**Document extract**.
With the world of cycling represented at Eurobike, there are more than a few whispers on the floors – here is some of the hot topics and discussions.
Price Rise for bikes and gear in 2011
It was widely announced, and confirmed by some companies, prior to the show that price increases are expected – related to rising costs of the raw materials and labor costs in Asia plus Euro verses US dollar exchange rates. On the floor of Eurobike, many brands are trying to resist this trend – the strategy is being able to have more competitively priced, and thus more attractive products.
Australia – the place to be for bicycling
Despite the challenges of establishing a new brand in Australia, there is a strong interest in this market for brands not already represented. Stevens and Ghost are two strong German brands entering Australia for 2011 and there are many other reputable small to large companies with solid plans for entering the market such as Syntace and Formula, or who are actively looking for distributers.
Online Retailer Pricing Challenges
UK online retailers are popular for Australian cycling consumers though deemed a serious problem by many local bike shops and distributers. Local businesses often have lower purchase volumes (than in larger market), higher transport costs, added GST and customs duty and can’t cut costs with ‘grey area’ OEM purchases or sneaky distribution channels.
The pricing policy is the responsibility of the brands and in the past if they have been allowing online retailers to purchase for significantly cheaper, it is their actions / policy that may lead to a competitive disadvantage for their distributers and retailers. The accessories market has the most obvious price distortion.
I raised this topic with a number of brands – not ALL brands have their products available with these online retailers for less that 50% of Australian retail prices.
Continental (tires) responded that they are aware of the problems and will endeavor to take action. Lezyne stated that with the trend towards online shopping, they are consciously controlling their pricing to ensure there is a level playing field. Magura reported that they already carefully monitor pricing and distribution though acknowledge that some online retailers create loopholes to source product.
Distributer responsibilities for overseas online purchases
A complaint among distributers is the ‘grey area’ when a customer purchases from overseas and when there is a warranty claim, they turn to the local distributer rather that the overseas retailer. It is the brands responsibility to clearly define how management of warranty claims is processed in these cases – to date, many brands have a ‘grey area’ which leads to unhappy consumers and costs (time and money) for local distributers.

**Available data**.
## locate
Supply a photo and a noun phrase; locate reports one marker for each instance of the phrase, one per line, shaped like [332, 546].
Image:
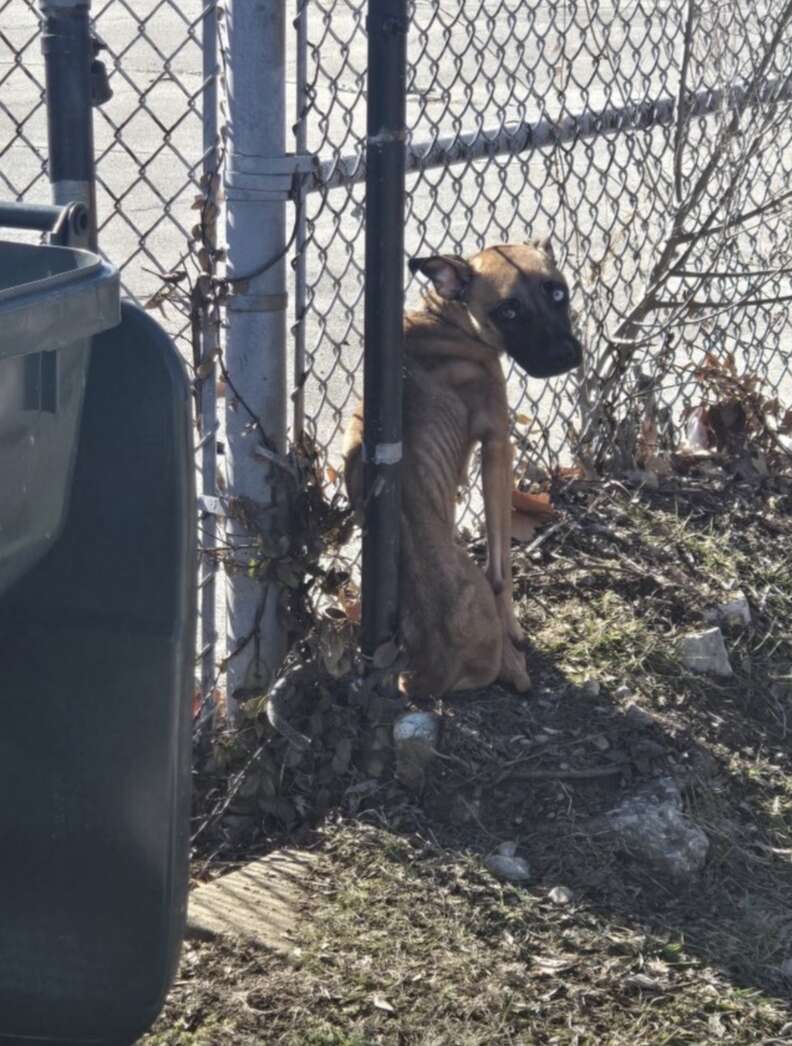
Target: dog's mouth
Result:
[564, 356]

**Questions to answer**.
1: According to the Eurobike report, which two German brands are entering Australia for 2011?
2: Rewrite everything in the Eurobike report from "I raised this" down to "to source product.", substituting "fair market" for "level playing field".

**Expected responses**.
1: Stevens and Ghost.

2:
I raised this topic with a number of brands – not ALL brands have their products available with these online retailers for less that 50% of Australian retail prices.
Continental (tires) responded that they are aware of the problems and will endeavor to take action. Lezyne stated that with the trend towards online shopping, they are consciously controlling their pricing to ensure there is a fair market. Magura reported that they already carefully monitor pricing and distribution though acknowledge that some online retailers create loopholes to source product.